Which lines of the data below contain the word "every"? Gather all of them, treating uppercase and lowercase as distinct.

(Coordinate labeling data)
++++++++++++++++++++
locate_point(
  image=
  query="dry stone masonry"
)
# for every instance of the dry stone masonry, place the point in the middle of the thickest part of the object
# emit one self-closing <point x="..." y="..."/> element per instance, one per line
++++++++++++++++++++
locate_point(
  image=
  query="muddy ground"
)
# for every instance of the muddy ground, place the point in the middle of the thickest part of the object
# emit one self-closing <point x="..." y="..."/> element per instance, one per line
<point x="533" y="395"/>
++++++++++++++++++++
# TASK RESPONSE
# for every instance of the dry stone masonry, place the point in the middle of the thickest part of the object
# for every instance of the muddy ground, place the point in the middle of the thickest part of the object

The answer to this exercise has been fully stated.